* [Textauszug]
══════
Krankenkassen könnten ihre Gestaltungsspielräume nutzen, um aktiv zum Wohle ihrer Versicherten zu arbeiten. In der Hilfsmittelversorgung könnten sie beispielsweise durch ihre Vertragspolitik die Produktqualität gezielt steuern. Er verwies darauf, dass die SBK schon vor Jahren durch ihre Vertragspolitik verbindliche Qualitätsstandards im Hilfsmittelbereich festgelegt habe, die der Gesetzgeber jetzt für allgemeingültig erkläre.
Der SBK-Vorstand fordert die Verantwortlichen in der GKV auf, gemeinsam umzudenken: Es müsse um Qualität in der Dienstleistung, um Beratung und echte Hilfe in konkreten Situationen gehen. „Wir brauchen eine mutige Diskussion über Qualitätsstandards in der GKV.“ Gefragt sei auch die Politik: „Es ist Aufgabe der Politik, nicht nur die Beitragssätze der einzelnen Kassen transparent zu machen – sondern auch die Kundenzufriedenheit. Verbraucherschutz heißt, die Dienstleistungsqualität aus Sicht der Versicherten zu vergleichen“, so Unterhuber.
══════
* [Datensatz]
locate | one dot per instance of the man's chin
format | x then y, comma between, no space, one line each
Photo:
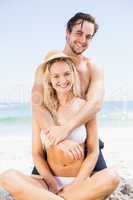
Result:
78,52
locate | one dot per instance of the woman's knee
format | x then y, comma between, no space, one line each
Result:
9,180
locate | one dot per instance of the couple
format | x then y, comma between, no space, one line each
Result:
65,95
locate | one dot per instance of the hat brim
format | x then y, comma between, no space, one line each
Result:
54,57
══════
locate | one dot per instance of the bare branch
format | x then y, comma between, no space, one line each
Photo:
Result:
══════
* [Aufgabenbeschreibung] Wessen Aufgabe ist es laut dem Textauszug über die Krankenkassen, neben den Beitragssätzen der einzelnen Kassen auch die Kundenzufriedenheit transparent zu machen? Die Daten haben mit dem Textauszug nichts zu tun.

* [Lösung] Das ist Aufgabe der Politik.